→ What you will do
Output the data below exactly as it is, dropping the pictures from your copy.
--- Dataset excerpts Enclosed Below ---
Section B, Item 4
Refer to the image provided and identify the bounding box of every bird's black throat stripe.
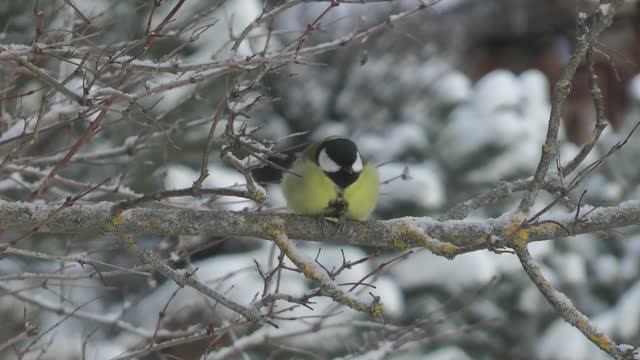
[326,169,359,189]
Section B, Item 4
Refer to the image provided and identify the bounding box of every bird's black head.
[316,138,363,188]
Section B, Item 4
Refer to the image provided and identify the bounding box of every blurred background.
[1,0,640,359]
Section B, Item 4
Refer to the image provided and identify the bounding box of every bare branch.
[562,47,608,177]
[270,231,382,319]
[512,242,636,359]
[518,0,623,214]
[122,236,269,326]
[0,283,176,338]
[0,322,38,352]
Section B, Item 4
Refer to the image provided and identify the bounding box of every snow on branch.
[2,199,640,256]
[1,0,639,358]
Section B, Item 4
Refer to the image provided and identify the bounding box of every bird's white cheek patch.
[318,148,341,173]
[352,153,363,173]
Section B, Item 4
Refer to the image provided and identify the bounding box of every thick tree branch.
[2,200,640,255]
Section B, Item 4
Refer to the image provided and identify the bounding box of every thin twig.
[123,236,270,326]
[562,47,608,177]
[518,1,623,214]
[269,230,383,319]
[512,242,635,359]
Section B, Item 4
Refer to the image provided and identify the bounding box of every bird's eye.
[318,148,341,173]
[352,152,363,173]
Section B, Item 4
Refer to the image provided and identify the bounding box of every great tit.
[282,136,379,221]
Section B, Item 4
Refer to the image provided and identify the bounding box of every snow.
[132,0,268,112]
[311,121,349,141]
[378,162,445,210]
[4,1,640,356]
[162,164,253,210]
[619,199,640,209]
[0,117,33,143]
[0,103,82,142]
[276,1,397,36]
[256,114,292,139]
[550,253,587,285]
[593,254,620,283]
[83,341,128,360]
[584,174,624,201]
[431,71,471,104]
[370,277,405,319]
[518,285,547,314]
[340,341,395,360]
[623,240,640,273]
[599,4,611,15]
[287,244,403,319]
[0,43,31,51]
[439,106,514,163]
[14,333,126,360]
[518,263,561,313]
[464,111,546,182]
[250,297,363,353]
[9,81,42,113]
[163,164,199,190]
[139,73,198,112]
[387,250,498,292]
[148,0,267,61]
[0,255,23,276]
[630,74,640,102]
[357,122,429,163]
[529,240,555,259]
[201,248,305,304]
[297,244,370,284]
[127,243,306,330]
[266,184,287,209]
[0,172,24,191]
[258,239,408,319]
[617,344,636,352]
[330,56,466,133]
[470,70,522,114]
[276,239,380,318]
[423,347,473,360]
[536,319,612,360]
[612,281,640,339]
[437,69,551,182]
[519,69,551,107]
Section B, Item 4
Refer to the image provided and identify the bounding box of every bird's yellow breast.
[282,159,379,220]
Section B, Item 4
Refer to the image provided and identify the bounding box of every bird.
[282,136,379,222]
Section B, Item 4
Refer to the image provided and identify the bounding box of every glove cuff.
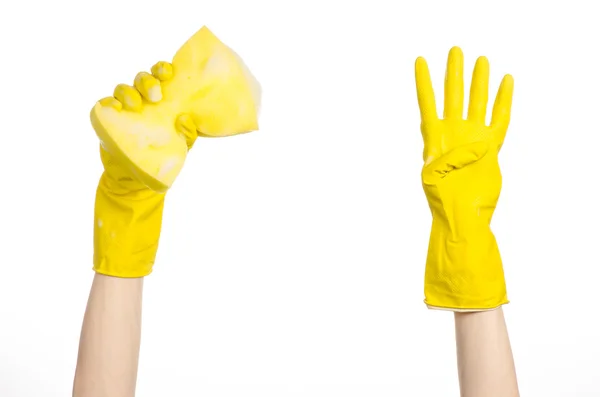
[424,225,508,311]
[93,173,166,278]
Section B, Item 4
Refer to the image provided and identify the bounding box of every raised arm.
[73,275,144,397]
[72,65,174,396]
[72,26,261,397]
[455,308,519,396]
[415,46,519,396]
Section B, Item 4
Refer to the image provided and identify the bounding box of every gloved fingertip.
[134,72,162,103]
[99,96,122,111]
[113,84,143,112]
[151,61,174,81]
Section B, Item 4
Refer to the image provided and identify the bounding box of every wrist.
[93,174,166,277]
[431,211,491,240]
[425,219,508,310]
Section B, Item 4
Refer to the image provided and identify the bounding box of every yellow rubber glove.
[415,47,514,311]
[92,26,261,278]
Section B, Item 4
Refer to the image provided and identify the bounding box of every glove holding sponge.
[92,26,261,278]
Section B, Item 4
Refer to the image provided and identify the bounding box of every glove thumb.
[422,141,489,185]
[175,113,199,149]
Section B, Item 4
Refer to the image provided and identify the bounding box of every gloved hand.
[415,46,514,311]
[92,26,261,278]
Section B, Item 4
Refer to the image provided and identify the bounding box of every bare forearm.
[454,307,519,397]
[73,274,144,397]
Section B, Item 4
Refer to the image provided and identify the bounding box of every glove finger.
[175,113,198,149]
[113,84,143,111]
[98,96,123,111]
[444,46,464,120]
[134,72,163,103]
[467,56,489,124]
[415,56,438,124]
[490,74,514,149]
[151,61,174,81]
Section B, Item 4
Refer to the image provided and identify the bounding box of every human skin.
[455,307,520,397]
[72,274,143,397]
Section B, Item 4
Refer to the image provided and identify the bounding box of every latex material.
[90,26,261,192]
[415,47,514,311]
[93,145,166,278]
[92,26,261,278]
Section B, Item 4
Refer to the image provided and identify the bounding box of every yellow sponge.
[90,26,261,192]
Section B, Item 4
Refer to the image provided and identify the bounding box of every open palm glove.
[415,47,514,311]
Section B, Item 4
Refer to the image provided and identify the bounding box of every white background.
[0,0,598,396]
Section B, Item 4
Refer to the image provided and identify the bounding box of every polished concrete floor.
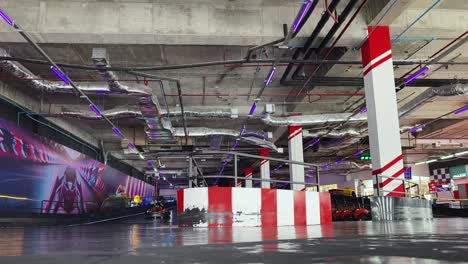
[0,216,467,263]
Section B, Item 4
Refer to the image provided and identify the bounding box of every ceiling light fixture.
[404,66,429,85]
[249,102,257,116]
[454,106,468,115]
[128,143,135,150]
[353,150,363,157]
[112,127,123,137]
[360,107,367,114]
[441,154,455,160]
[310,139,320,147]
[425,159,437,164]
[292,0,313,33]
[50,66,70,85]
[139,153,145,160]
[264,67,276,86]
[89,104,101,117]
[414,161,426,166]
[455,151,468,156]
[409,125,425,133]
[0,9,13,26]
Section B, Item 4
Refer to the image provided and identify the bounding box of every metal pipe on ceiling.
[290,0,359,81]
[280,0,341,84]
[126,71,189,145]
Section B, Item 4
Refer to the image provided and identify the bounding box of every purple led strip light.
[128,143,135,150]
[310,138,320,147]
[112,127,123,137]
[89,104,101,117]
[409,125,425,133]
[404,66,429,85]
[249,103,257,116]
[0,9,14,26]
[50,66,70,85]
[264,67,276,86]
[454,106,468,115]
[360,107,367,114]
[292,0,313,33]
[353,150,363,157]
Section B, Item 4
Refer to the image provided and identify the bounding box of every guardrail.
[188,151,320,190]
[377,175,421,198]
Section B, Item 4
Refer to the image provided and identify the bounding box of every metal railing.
--- End of Enclosed Dataset excerpts ---
→ Result for this exercise
Section B, Item 4
Refer to the image provided and identify the bounding box of every bird's black throat stripe.
[326,169,359,189]
Section B, Item 4
Refer to the image provided and identify the bounding box of every bird's black head.
[316,138,363,188]
Section B, Item 4
Refer to the image provided and identify the bounding box of every blurred background.
[1,0,640,359]
Section B, Item 4
Refer to the image provided and identify the bounding box of every bare branch.
[562,47,608,177]
[270,231,382,319]
[512,242,636,359]
[518,0,623,214]
[122,236,269,326]
[0,283,176,338]
[0,322,38,352]
Section B, Item 4
Refer to the image provided and identify the bounding box of every snow on branch.
[2,199,640,256]
[1,0,639,358]
Section B, Item 4
Refer to the image provided and identify the bounding box of every bird's white cheek patch.
[318,148,341,173]
[352,153,363,173]
Section B, Item 4
Refer to the image provided and identify the bounding box of every thick tree branch.
[2,200,640,255]
Section B, Item 4
Refer to the image provided and identify the bounding box of every thin twig.
[123,236,270,326]
[562,47,608,177]
[518,1,623,214]
[269,230,383,319]
[512,242,635,359]
Section B, Item 4
Refer to the image provided and identify the bounding box of every bird's eye.
[318,148,341,173]
[352,152,363,173]
Section B, Item 4
Refer to the image provided and identify the bounding box of every great tit.
[282,136,379,221]
Section B, Item 4
Refer to the image provided and identify the bounding box of every snow.
[132,0,268,112]
[311,121,349,141]
[378,162,445,210]
[4,1,640,356]
[162,164,253,210]
[619,199,640,209]
[0,117,33,143]
[0,103,82,142]
[276,1,397,36]
[256,114,292,139]
[550,253,587,285]
[593,254,620,283]
[83,341,128,360]
[584,174,624,201]
[431,71,471,104]
[370,277,405,319]
[518,285,547,314]
[340,341,395,360]
[623,240,640,273]
[599,4,611,15]
[287,244,403,319]
[0,43,31,51]
[439,106,514,163]
[14,333,126,360]
[518,263,561,313]
[464,111,546,182]
[250,297,363,353]
[9,81,42,113]
[163,164,199,190]
[139,73,198,112]
[387,250,498,292]
[148,0,267,61]
[0,255,23,276]
[630,74,640,102]
[357,122,429,163]
[529,240,555,259]
[201,248,305,304]
[297,244,370,284]
[127,243,306,330]
[266,184,287,209]
[0,172,24,191]
[258,239,408,319]
[617,344,636,352]
[330,56,466,133]
[470,70,522,114]
[276,239,380,318]
[423,347,473,360]
[536,319,612,360]
[612,281,640,339]
[437,69,551,182]
[519,69,551,107]
Section B, Item 4
Refer to the image provided and identify the bounding box of every bird's yellow breast.
[282,159,379,220]
Section B, Item 4
Refer to the image provided and identify the bounding box of every bird.
[282,136,379,222]
Section B, Item 4
Refer to the image provided and identify the bounding box of every glove cuff.
[424,225,508,311]
[93,173,166,278]
Section B, Item 4
Refer to the image provided and identify the bounding box of every raised arm.
[73,275,144,397]
[72,65,174,396]
[72,26,261,397]
[455,308,519,396]
[415,46,519,396]
Section B, Item 4
Refer to the image provided and identify the bounding box of every gloved fingertip.
[134,72,162,103]
[99,96,122,111]
[113,84,143,112]
[151,61,174,81]
Section B, Item 4
Refer to the image provided and identify the bounding box of every wrist.
[93,174,166,277]
[431,211,491,240]
[425,219,508,310]
Section B, Item 4
Refer to the image provided and identify the bounding box of every yellow rubber glove.
[415,47,514,311]
[92,26,261,278]
Section B, Item 4
Refer to the image provided and identify the bounding box of every glove holding sponge.
[92,26,261,278]
Section B, Item 4
Refer to the image provided and identify the bounding box of every glove thumb.
[422,141,489,185]
[175,113,199,149]
Section B, Item 4
Refer to the image provided and identify the bounding box of every gloved hand.
[415,46,514,311]
[92,26,261,278]
Section B, Item 4
Refer to the image provided and identify the bounding box of every bare forearm.
[454,307,519,397]
[73,274,144,397]
Section B, Item 4
Refer to the image provided and identify the bounding box of every glove finger.
[175,113,198,149]
[113,84,143,111]
[98,96,123,111]
[444,46,464,120]
[134,72,163,103]
[467,56,489,124]
[415,56,438,124]
[490,74,514,149]
[151,61,174,81]
Section B, Item 4
Refer to the image provided and identify the bounding box of every human skin.
[455,307,520,397]
[72,274,143,397]
Section B, Item 4
Refer to the image provided and identify the bounding box of every latex material.
[90,26,261,192]
[415,47,514,311]
[93,145,166,278]
[92,26,261,278]
Section B, Item 4
Refer to the image provided and identify the bounding box of every yellow sponge.
[90,26,261,192]
Section B, Item 4
Refer to the image provided and identify the bounding box of every open palm glove.
[415,47,514,311]
Section B, Item 4
Refer to the image provided and identify the bounding box of every white background.
[0,0,598,396]
Section B, Item 4
Refer to the image provided and identify the bounding box of every polished concrete floor.
[0,216,467,263]
Section B, Item 4
Refer to the image provided and identify the bounding box of every ceiling light fixture.
[404,66,429,85]
[249,102,257,116]
[454,106,468,115]
[128,143,135,150]
[353,150,363,157]
[112,127,123,137]
[360,107,367,114]
[441,154,455,160]
[310,139,320,147]
[425,159,437,164]
[292,0,313,33]
[50,66,70,85]
[139,153,145,160]
[264,67,276,86]
[89,104,101,117]
[414,161,426,166]
[455,151,468,156]
[409,125,425,133]
[0,9,13,26]
Section B, Item 4
Refer to the image provided and identify the bounding box of every metal pipe on ceiling.
[290,0,359,81]
[280,0,341,84]
[126,71,189,145]
Section B, Item 4
Refer to the image provided and identify the bounding box of every purple led strip light.
[128,143,135,150]
[310,138,320,147]
[112,127,123,137]
[89,104,101,117]
[409,125,425,133]
[404,66,429,85]
[249,103,257,116]
[0,9,14,26]
[50,66,70,85]
[264,67,276,86]
[454,106,468,115]
[360,107,367,114]
[292,0,313,33]
[353,150,363,157]
Section B, Item 4
Refer to the image provided and identify the bounding box of every guardrail.
[188,151,320,190]
[377,175,421,198]
Section B, Item 4
Refer to the image provided and identify the bounding box of every metal railing.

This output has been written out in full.